§ EXERCISE TASK 1:
According to the article on festival ticket sales, on what date does this year's Burning Man begin?
§ EXERCISE TASK 2:
Please repeat the article on festival ticket sales word for word, starting at "Wild weather may" and ending at "far this summer.".

Start of TEXT BLOCK

Regular attendees at Burning Man, an annual week-long festival in the Nevada desert, normally scramble to buy tickets. This year they are scrambling to sell them. The gathering of hippies and billionaires, which begins on August 25th, has failed to sell out for the first time since 2010. Tickets with a face value of $575 are being flogged on the secondary market at less than half-price.
Wild weather may be putting some people off: recent years have seen both record-breaking heat and torrential rain, leaving festival-goers scorched and stranded in mud. But Burning Man is not the only event having a tough year. In April Coachella, America’s biggest music and arts festival, failed to sell out. So did the Reading and Leeds festivals, which began in Britain on August 21st. More than 50 British festivals have been cancelled so far this summer.
Higher costs are partly to blame. The lockdowns of 2020-21 put many live-events companies out of business, reducing the supply of everything from lighting technicians to portable toilets. When pent-up demand was later unleashed, the result was soaring prices. Costs are the main reason cited for cancellations this year in Britain, according to a tally by the Association of Independent Festivals. The hottest events can pass these costs on to consumers: this year’s Glastonbury festival quickly sold out, despite tickets costing 43% more than in 2019. But those outside the A-list are struggling to persuade fans to cough up. In May Jennifer Lopez cancelled a concert series amid reports of weak sales.

End of TEXT BLOCK
Start of DATA RECORDS

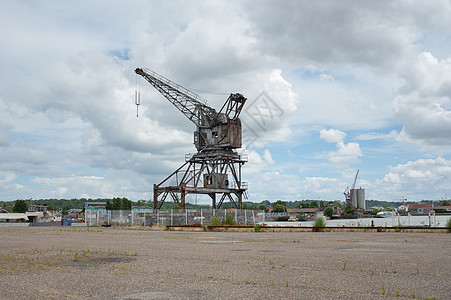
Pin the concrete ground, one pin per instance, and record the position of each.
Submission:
(109, 263)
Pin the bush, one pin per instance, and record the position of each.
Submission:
(319, 222)
(230, 220)
(328, 212)
(214, 221)
(20, 206)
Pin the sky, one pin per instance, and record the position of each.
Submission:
(332, 86)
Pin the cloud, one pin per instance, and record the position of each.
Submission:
(416, 180)
(424, 103)
(332, 135)
(346, 153)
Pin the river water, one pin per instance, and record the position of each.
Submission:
(433, 221)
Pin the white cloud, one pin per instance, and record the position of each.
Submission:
(332, 135)
(346, 153)
(424, 103)
(416, 180)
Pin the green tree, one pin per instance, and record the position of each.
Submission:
(262, 207)
(314, 204)
(117, 203)
(20, 206)
(279, 208)
(329, 211)
(108, 205)
(126, 204)
(349, 210)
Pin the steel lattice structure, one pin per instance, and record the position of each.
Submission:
(216, 167)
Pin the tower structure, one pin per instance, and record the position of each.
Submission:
(216, 167)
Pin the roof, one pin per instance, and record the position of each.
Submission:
(13, 216)
(422, 205)
(308, 210)
(446, 207)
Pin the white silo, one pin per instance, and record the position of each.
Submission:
(358, 198)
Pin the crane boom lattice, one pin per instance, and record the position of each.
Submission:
(216, 167)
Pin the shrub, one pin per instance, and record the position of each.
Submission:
(230, 220)
(319, 222)
(328, 212)
(214, 221)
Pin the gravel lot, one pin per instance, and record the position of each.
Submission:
(109, 263)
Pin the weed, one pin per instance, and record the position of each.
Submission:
(256, 228)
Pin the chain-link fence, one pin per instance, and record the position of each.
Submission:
(99, 217)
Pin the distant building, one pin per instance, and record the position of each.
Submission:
(37, 208)
(446, 208)
(358, 198)
(423, 208)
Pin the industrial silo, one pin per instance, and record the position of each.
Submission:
(358, 198)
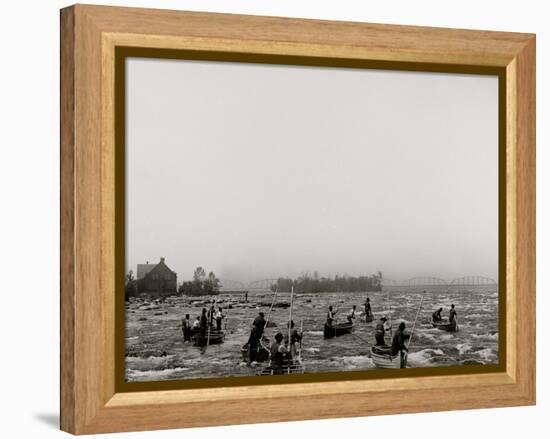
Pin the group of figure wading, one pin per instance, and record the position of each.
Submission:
(209, 320)
(283, 350)
(436, 316)
(398, 338)
(351, 315)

End of DATA RECORDS

§ FULL OUTPUT 1:
August 25th

§ FULL OUTPUT 2:
Wild weather may be putting some people off: recent years have seen both record-breaking heat and torrential rain, leaving festival-goers scorched and stranded in mud. But Burning Man is not the only event having a tough year. In April Coachella, America’s biggest music and arts festival, failed to sell out. So did the Reading and Leeds festivals, which began in Britain on August 21st. More than 50 British festivals have been cancelled so far this summer.